* **Exercise requirements**
The reply should consist of one number, the count of lines below in which the word "onion" appears.

* **Given records**
# # # # # # #

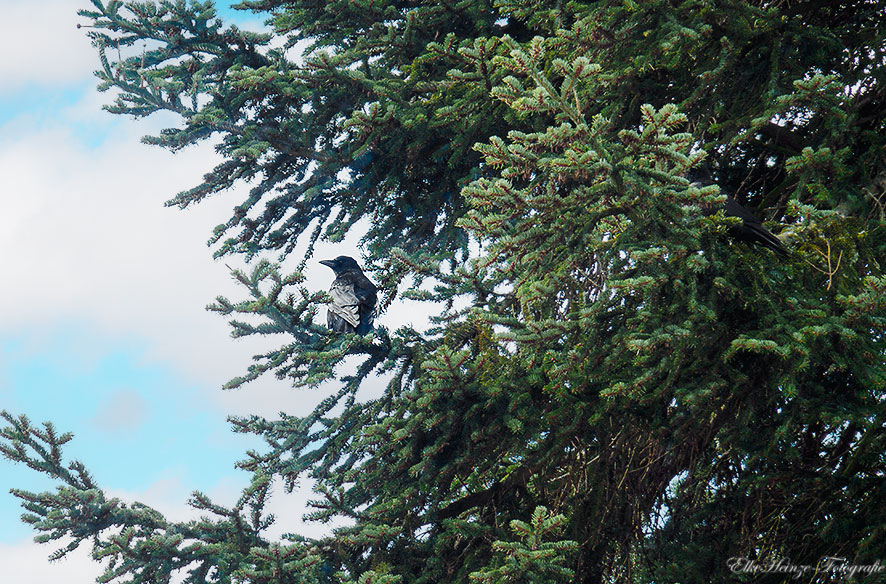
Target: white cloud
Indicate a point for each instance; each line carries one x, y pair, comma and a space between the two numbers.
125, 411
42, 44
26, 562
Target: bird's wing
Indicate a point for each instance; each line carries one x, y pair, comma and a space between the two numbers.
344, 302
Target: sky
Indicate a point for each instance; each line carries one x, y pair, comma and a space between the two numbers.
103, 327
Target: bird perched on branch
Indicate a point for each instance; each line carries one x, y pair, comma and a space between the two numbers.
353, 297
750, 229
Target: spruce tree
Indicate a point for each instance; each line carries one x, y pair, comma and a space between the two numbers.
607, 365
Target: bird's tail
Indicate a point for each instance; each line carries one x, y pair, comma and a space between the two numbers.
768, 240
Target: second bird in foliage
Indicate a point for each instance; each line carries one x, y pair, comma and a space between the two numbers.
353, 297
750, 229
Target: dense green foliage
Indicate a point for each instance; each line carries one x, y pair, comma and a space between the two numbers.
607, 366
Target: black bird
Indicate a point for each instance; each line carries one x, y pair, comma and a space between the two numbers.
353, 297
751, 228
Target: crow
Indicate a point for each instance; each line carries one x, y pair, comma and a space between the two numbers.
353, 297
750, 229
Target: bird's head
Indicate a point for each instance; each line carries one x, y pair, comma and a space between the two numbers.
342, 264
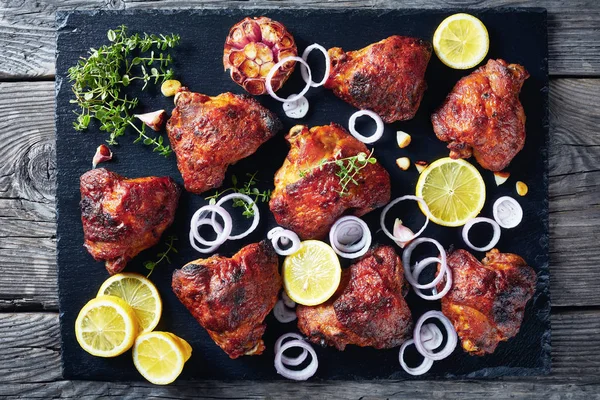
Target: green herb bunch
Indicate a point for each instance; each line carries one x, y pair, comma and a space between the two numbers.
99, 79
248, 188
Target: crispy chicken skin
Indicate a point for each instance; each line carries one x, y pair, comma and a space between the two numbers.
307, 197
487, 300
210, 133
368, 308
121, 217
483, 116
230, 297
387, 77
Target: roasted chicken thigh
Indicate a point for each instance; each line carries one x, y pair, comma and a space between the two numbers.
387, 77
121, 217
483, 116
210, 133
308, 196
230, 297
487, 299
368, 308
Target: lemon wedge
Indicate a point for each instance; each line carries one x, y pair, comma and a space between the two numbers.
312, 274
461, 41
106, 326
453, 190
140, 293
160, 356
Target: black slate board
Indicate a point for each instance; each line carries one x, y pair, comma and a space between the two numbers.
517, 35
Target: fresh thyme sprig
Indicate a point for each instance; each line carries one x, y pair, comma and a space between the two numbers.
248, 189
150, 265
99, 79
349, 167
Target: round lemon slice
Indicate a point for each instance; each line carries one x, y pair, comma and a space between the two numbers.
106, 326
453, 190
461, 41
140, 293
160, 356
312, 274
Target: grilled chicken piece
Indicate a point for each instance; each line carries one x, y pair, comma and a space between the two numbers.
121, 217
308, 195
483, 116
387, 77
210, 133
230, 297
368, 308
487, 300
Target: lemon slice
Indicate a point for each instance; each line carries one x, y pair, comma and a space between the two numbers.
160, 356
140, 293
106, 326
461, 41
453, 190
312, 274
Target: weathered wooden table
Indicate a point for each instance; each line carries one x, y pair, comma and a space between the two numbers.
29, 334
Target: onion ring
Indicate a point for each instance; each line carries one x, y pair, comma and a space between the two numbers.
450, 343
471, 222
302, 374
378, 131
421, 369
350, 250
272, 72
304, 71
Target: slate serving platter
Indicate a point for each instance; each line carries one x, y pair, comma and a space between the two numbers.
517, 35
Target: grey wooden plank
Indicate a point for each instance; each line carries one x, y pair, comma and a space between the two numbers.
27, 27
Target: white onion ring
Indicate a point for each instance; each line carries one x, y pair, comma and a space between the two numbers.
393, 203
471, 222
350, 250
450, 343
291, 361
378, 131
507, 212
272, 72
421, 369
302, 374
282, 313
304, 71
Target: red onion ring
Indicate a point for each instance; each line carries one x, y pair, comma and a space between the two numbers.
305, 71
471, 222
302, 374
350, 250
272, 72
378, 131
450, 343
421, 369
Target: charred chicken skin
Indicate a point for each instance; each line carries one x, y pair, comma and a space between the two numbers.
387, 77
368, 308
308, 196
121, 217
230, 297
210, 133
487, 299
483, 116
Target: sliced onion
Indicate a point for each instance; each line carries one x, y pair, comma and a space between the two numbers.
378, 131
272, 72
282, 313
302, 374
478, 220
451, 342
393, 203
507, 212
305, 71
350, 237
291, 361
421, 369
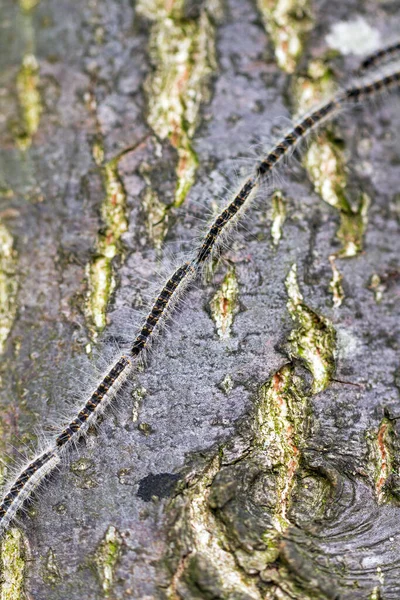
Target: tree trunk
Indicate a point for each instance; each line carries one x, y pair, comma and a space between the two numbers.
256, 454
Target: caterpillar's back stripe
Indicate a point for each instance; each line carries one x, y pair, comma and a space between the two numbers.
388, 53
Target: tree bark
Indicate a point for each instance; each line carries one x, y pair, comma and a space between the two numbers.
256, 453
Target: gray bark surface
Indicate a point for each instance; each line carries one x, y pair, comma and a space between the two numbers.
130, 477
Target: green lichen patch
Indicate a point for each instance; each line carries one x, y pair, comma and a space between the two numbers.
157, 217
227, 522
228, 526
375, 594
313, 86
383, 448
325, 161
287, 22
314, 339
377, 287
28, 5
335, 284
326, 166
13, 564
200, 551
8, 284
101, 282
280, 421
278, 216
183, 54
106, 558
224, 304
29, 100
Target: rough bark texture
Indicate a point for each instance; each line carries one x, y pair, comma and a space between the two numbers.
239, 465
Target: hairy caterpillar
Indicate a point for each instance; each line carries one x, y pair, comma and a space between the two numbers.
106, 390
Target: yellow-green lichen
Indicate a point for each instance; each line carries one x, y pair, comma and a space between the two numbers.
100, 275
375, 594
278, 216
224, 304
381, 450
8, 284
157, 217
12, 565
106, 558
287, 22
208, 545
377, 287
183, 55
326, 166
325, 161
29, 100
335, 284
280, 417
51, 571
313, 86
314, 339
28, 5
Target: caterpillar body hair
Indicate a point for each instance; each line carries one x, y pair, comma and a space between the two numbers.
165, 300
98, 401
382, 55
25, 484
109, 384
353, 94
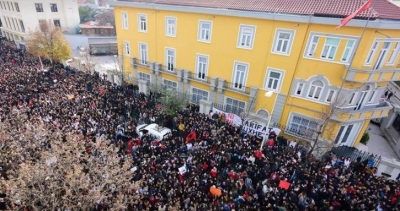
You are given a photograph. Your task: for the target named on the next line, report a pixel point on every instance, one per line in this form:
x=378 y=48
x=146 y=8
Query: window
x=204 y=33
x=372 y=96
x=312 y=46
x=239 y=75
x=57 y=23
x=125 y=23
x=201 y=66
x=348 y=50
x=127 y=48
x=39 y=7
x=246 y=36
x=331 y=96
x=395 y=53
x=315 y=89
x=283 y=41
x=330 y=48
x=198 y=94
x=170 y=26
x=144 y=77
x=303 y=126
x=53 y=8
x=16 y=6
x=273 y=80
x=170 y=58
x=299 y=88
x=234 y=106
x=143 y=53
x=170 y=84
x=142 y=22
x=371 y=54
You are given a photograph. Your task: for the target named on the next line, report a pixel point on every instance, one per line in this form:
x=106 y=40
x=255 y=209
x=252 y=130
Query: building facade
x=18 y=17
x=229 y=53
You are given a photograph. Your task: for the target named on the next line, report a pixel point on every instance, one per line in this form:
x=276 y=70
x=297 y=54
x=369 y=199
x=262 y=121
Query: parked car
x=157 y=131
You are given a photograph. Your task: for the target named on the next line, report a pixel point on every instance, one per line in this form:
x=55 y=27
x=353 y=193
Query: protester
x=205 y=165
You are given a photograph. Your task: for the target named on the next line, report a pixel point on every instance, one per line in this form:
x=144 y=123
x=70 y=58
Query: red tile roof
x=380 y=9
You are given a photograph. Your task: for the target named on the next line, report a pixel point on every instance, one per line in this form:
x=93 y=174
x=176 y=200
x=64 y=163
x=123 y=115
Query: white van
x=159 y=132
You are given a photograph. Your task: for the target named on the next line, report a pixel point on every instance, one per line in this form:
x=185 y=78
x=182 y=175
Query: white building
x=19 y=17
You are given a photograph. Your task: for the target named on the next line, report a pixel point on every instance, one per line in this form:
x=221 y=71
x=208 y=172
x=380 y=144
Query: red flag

# # # # # # #

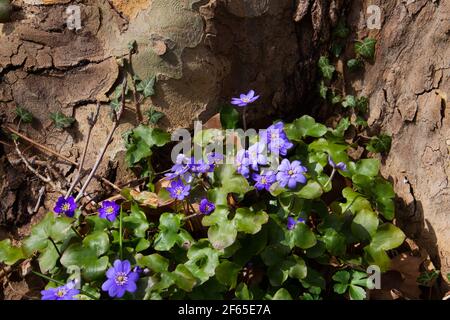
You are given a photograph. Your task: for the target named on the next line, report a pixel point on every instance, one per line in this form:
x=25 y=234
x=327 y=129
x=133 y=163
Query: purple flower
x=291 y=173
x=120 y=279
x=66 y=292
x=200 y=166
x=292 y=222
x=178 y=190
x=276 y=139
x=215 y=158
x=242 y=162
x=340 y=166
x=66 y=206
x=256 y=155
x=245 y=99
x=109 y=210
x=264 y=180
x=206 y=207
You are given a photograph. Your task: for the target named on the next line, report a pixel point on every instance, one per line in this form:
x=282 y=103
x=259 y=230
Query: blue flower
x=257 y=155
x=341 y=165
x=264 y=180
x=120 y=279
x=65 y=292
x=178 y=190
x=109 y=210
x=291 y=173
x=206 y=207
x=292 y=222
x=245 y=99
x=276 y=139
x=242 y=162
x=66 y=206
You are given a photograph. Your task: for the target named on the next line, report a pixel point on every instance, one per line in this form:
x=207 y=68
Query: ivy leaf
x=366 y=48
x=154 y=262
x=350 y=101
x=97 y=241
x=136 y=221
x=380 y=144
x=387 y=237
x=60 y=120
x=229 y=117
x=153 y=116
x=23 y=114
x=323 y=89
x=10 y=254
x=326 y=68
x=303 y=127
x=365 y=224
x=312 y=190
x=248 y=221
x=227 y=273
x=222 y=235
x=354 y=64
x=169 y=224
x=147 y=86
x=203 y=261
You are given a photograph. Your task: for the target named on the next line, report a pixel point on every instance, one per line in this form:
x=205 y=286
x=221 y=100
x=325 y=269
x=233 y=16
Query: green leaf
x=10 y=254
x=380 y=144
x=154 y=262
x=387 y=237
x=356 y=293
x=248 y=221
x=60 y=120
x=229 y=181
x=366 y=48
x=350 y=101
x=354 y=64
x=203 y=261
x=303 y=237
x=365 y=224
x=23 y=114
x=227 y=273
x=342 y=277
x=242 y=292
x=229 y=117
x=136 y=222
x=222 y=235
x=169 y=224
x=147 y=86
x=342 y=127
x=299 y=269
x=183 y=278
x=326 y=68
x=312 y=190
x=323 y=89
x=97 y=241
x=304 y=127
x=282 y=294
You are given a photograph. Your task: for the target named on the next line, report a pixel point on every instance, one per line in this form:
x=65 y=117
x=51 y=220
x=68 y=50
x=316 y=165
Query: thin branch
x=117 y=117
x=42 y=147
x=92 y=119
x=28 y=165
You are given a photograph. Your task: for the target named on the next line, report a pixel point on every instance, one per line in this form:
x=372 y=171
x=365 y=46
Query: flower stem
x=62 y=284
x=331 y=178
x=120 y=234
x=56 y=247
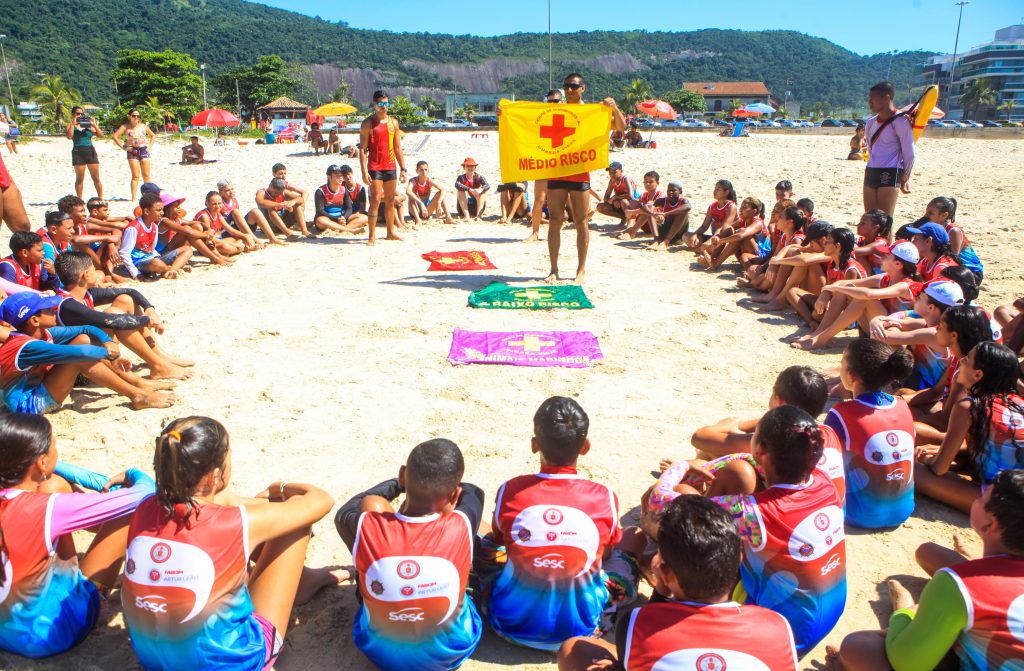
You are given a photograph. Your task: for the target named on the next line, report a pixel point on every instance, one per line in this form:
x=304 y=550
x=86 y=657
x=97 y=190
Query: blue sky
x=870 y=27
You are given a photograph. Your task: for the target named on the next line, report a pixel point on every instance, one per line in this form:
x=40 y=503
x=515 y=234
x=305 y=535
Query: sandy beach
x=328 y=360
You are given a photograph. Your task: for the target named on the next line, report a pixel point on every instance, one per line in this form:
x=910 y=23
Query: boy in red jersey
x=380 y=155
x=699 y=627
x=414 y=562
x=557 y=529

# # # # # # #

* **Solution**
4